## INSTRUCTIONS FOR THE TASK
Since the pictures are not wanted, retype the listing below exactly and without them.

-------- LISTED ENTRIES --------

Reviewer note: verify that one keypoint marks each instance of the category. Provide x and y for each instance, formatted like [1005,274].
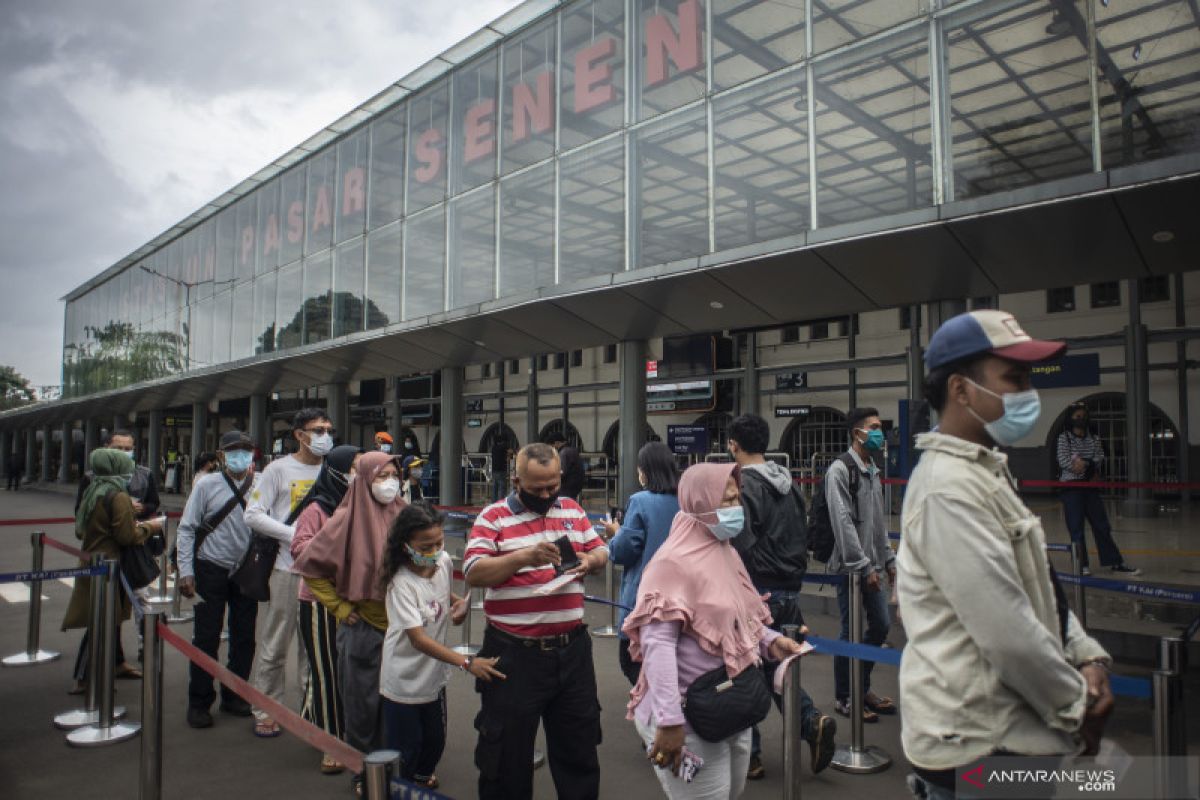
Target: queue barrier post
[610,630]
[34,653]
[858,758]
[150,787]
[792,737]
[378,768]
[1077,564]
[106,731]
[90,711]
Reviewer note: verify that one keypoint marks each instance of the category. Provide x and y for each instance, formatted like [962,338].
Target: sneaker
[198,717]
[237,707]
[822,746]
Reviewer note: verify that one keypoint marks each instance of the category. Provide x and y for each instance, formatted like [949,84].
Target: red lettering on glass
[295,222]
[533,113]
[479,131]
[427,154]
[593,76]
[663,43]
[353,191]
[271,238]
[321,211]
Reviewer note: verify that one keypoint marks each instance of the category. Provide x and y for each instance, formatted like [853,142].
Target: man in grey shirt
[861,545]
[213,537]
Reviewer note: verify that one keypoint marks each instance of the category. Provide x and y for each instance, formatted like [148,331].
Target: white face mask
[387,491]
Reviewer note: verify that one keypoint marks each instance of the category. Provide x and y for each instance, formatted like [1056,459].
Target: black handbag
[718,707]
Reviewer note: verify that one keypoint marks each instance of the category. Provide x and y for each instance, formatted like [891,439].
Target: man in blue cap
[995,661]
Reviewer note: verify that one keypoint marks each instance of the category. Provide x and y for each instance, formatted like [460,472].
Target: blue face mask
[729,523]
[239,461]
[1021,413]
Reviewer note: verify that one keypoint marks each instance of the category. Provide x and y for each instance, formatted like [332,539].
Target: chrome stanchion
[34,653]
[107,731]
[859,758]
[793,739]
[378,769]
[90,713]
[1077,563]
[151,702]
[609,630]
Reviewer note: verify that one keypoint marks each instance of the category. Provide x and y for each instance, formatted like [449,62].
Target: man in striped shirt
[538,636]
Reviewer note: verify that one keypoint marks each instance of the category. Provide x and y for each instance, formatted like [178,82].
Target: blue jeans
[1086,503]
[875,607]
[785,609]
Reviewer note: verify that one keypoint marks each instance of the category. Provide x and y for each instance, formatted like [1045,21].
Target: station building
[618,220]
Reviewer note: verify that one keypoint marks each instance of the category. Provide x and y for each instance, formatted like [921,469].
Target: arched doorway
[822,433]
[1107,411]
[553,429]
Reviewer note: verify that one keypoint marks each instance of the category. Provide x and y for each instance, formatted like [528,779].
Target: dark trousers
[219,593]
[1086,504]
[418,733]
[785,609]
[875,607]
[556,687]
[630,668]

--------

## ANSWER SPACE
Reviewer note: verify that one keypoint marks each instance of the category. Provide x and y for each instance, formatted like [1005,274].
Target: queue barrier post
[610,630]
[34,653]
[858,758]
[150,787]
[792,737]
[378,768]
[1077,564]
[106,731]
[90,711]
Reviewer note: verify that one keypoint marks each instance of the category. Provide x and y for each instance, formatted like [962,338].
Target: sneaker
[198,717]
[237,707]
[822,746]
Reviewer note: verify that one keypoint marks each instance of the category. Provide x and y for each instance, formatted like [949,84].
Target: red lettering on glass
[295,222]
[533,113]
[479,131]
[427,154]
[593,76]
[663,43]
[353,191]
[271,238]
[321,211]
Reviewer note: verify that one keypoint marks each instance of the category. Provide x and y for each instance, formatted like [853,142].
Target: man in grey shirt
[861,545]
[213,537]
Reviewer note: verify that one keypoint marks each instance of the category. Provide x and y for each instance, formatted like [148,331].
Target: white face mask
[387,491]
Reviewer note: verify that one keypoint marks each instance of the category. Provide x and y for each instance, formatted like [1056,459].
Target: black handbag
[718,707]
Reviewer note: verify that one keypoint marks each instance of the category. Provide x and y for each instance, formatted like [891,439].
Target: man in blue cap
[995,661]
Reviewer note: verify that one keypoint marks each instance of the category. Provide x and y for each instance, formatted like [460,472].
Target: blue face mask
[729,523]
[239,461]
[1021,413]
Reviewer note: verify that one keypoint marks each instance of the category. Provide x and y for each instance, formatted like [332,539].
Target: chrome stanchion
[34,653]
[107,731]
[859,758]
[793,739]
[378,769]
[90,713]
[1077,563]
[151,702]
[609,630]
Reviewer note: verify that one keypoint marks each instance of the category. Provide x and y for each instance, formatted like [449,62].
Target: man in striped shirt
[538,636]
Reviewer note: verify that one keypoint marks each instance of the category. Provide x and y for each instance, formatted like [178,82].
Target: blue jeans
[1086,503]
[875,607]
[785,609]
Reviewer note: verify that one keypoint marks each instance of the category. Provide x and y for each instance, formatted like [1045,21].
Target: station building
[618,220]
Reviewer note: verify that one keypoint marks each instance of the category. Provide x and y for each instance, formatted like [921,469].
Target: arched doorway
[822,433]
[1107,411]
[553,429]
Reviewer note: verify that one keypoint marks each instance of the category. Provide x and y for each instance, formatted like [528,779].
Target: dark trousers
[219,593]
[1086,504]
[418,733]
[785,609]
[875,607]
[556,687]
[630,668]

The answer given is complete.